■ **SOURCE**:
For nonclustered indexes garbage collection will start to consume more resources, resulting in an overall increased CPU utilization in the system. The problem does not affect DML operations directly, but it does put more overall pressure on system resources.
How to troubleshoot: The average number of duplicate rows for a given index key can be obtained using T-SQL queries. First determine the row count of the table, then determine the number of unique index key values. Divide the row count by the number of unique index keys to obtain the average number of duplicates.
To determine the row count for the table use the following query:
select count(*) as 'Row count' from <tableName>
To determine the number of unique index key values use the following query:
select count(*) as 'Distinct index key values' from (select distinct <indexKeyColumns> from <tableName>) a
For hash indexes specifically, you can also troubleshoot using the hash index stats DMV. Use the following query:
SELECT hs.object_id, object_name(hs.object_id) AS 'object name', i.name as 'index name', hs.*
FROM sys.dm_db_xtp_hash_index_stats AS hs
JOIN sys.indexes AS i ON hs.object_id=i.object_id AND hs.index_id=i.index_id;
If the average chain length is high and the number of empty buckets is high, it is likely that there are many rows with duplicate index key values or there is a skew in the key values.

■ **EXERCISE 1**:
Answer these questions about the troubleshooting text, each on its own line:
(a) What does the heavier garbage collection for nonclustered indexes lead to?
(b) How is the average number of duplicates obtained from the two counts?
(c) Which system view does the hash index stats query select from?
■ **EXERCISE 2**: Rewrite everything in the troubleshooting text from "To determine the row" down to "the key values.", putting "vacant buckets" wherever "empty buckets" appears.
The items have no role here.

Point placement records

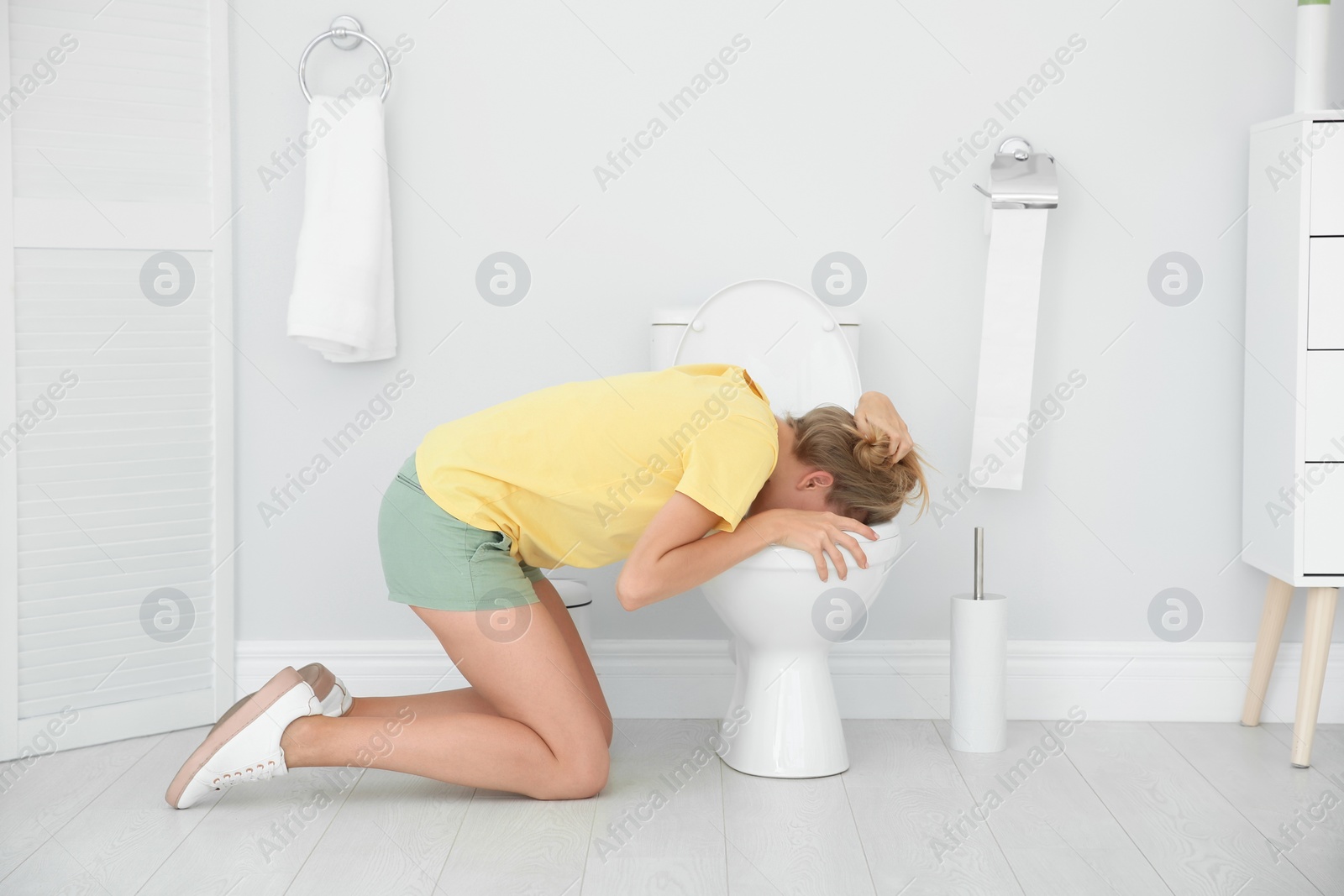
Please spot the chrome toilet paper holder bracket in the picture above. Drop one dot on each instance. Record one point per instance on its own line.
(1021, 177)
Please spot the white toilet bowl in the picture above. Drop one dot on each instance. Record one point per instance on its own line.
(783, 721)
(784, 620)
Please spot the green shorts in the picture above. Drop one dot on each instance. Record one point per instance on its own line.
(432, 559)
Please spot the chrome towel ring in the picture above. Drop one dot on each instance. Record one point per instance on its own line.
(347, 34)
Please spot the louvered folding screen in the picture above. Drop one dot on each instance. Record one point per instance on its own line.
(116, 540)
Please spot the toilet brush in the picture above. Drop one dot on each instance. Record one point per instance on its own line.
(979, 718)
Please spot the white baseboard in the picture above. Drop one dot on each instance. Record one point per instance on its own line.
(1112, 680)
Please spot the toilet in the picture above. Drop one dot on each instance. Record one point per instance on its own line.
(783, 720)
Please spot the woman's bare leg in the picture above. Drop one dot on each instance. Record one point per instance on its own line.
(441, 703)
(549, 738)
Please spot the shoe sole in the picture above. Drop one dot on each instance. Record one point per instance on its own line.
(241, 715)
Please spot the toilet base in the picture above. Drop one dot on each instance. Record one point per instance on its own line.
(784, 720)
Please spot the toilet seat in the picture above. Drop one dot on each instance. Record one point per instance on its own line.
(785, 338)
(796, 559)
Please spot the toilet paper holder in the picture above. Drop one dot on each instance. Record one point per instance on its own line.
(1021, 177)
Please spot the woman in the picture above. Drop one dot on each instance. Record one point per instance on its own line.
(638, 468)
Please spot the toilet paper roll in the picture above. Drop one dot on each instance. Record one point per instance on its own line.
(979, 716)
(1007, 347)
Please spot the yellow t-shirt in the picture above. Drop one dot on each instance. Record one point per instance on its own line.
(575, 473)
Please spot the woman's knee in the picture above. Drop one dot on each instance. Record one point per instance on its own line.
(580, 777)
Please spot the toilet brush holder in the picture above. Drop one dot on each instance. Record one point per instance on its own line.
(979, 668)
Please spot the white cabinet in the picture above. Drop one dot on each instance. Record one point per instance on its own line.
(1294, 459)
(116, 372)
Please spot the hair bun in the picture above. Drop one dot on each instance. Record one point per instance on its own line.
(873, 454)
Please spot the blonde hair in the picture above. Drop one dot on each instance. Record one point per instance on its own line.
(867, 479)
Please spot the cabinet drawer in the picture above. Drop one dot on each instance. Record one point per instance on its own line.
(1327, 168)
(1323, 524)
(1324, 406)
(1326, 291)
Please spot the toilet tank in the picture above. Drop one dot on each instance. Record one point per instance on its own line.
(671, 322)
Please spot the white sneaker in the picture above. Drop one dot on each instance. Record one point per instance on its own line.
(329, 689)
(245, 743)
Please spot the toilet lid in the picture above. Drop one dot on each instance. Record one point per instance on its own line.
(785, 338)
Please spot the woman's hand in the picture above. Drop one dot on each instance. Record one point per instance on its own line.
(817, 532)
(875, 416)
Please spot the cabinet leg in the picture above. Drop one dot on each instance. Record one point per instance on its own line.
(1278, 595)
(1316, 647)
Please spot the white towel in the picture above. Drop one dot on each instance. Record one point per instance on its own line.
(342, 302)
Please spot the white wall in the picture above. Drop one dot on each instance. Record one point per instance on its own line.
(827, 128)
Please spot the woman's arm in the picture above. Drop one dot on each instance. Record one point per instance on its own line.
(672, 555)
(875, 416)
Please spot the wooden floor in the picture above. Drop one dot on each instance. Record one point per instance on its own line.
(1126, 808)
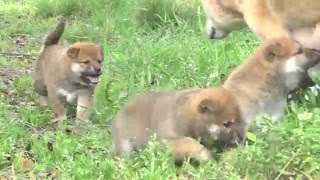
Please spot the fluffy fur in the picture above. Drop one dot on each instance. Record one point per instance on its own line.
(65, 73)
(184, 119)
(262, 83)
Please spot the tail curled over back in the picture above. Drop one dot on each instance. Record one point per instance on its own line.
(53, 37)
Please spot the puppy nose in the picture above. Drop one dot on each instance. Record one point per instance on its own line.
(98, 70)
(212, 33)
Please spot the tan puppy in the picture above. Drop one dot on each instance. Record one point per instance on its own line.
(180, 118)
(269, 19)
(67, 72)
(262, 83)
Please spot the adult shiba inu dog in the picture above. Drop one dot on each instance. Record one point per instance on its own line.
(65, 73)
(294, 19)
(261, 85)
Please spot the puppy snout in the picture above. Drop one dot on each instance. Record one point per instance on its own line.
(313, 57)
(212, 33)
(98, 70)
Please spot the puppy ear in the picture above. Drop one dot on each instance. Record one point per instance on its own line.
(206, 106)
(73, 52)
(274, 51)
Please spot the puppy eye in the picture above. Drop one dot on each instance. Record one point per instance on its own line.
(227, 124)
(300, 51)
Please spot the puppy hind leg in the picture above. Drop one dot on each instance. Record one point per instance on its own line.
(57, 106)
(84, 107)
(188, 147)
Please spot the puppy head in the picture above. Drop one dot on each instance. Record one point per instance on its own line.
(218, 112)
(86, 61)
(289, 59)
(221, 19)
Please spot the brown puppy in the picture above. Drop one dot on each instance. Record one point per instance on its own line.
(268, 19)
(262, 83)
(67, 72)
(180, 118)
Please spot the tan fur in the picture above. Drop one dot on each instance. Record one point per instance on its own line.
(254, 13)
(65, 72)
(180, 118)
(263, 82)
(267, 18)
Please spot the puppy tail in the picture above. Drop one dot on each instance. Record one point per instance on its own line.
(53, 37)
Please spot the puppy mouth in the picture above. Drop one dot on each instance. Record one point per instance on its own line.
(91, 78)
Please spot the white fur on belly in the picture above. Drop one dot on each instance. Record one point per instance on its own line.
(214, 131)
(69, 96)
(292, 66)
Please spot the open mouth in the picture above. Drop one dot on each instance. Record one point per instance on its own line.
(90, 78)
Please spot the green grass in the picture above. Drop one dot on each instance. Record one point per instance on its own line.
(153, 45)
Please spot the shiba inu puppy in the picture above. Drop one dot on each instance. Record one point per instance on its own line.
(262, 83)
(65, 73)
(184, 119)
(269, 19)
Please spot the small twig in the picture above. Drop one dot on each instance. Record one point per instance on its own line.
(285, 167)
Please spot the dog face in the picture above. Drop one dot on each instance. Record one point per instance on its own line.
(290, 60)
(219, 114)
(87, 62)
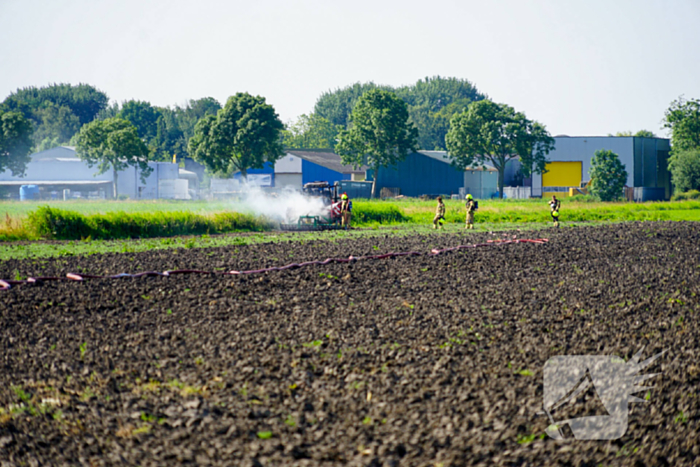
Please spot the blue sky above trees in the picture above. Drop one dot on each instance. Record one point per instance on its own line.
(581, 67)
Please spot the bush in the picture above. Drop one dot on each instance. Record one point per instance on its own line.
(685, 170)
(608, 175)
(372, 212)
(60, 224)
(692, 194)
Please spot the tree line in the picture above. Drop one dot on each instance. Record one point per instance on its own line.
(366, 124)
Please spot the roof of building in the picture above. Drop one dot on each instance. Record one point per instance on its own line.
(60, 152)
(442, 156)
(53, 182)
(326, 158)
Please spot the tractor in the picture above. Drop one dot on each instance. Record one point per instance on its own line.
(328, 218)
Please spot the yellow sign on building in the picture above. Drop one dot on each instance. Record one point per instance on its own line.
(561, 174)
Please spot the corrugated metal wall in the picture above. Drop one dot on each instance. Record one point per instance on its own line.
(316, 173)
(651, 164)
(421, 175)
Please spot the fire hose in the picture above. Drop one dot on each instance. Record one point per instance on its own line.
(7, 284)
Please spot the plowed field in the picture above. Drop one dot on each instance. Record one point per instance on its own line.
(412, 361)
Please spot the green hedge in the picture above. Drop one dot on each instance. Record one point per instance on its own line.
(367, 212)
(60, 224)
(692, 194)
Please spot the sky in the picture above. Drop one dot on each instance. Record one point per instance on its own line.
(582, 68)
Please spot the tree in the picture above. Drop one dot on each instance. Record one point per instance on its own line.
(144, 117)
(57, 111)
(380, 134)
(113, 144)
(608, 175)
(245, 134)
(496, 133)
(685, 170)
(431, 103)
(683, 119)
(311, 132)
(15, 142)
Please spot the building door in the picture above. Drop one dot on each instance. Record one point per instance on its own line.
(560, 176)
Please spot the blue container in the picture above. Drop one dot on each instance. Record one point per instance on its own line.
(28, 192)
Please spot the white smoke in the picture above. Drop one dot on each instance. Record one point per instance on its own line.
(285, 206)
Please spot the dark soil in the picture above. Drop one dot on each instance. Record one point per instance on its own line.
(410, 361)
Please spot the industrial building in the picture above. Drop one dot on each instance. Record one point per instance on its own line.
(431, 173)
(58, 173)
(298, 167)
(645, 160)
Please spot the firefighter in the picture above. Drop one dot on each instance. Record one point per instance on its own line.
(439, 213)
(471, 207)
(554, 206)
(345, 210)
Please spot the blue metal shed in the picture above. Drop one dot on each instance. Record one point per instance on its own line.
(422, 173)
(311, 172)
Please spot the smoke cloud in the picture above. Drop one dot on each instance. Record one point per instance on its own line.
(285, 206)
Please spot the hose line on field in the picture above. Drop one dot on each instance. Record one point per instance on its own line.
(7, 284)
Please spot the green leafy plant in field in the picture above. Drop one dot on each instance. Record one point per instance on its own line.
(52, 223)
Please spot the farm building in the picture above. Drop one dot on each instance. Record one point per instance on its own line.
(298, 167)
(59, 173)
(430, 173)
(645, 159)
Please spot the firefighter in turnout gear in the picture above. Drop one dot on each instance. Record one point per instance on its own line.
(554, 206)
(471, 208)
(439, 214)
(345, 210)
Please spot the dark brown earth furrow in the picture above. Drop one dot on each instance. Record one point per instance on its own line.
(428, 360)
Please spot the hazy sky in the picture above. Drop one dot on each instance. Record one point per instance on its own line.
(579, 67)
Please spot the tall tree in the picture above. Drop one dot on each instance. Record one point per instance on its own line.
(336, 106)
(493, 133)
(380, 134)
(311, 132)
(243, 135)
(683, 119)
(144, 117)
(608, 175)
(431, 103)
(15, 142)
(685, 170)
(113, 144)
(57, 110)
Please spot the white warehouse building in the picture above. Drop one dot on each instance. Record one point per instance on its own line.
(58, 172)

■ **CORRECT RESULT 1**:
(a) An overall increased CPU utilization in the system.
(b) By dividing the row count by the number of unique index keys.
(c) sys.dm_db_xtp_hash_index_stats

■ **CORRECT RESULT 2**:
To determine the row count for the table use the following query:
select count(*) as 'Row count' from <tableName>
To determine the number of unique index key values use the following query:
select count(*) as 'Distinct index key values' from (select distinct <indexKeyColumns> from <tableName>) a
For hash indexes specifically, you can also troubleshoot using the hash index stats DMV. Use the following query:
SELECT hs.object_id, object_name(hs.object_id) AS 'object name', i.name as 'index name', hs.*
FROM sys.dm_db_xtp_hash_index_stats AS hs
JOIN sys.indexes AS i ON hs.object_id=i.object_id AND hs.index_id=i.index_id;
If the average chain length is high and the number of vacant buckets is high, it is likely that there are many rows with duplicate index key values or there is a skew in the key values.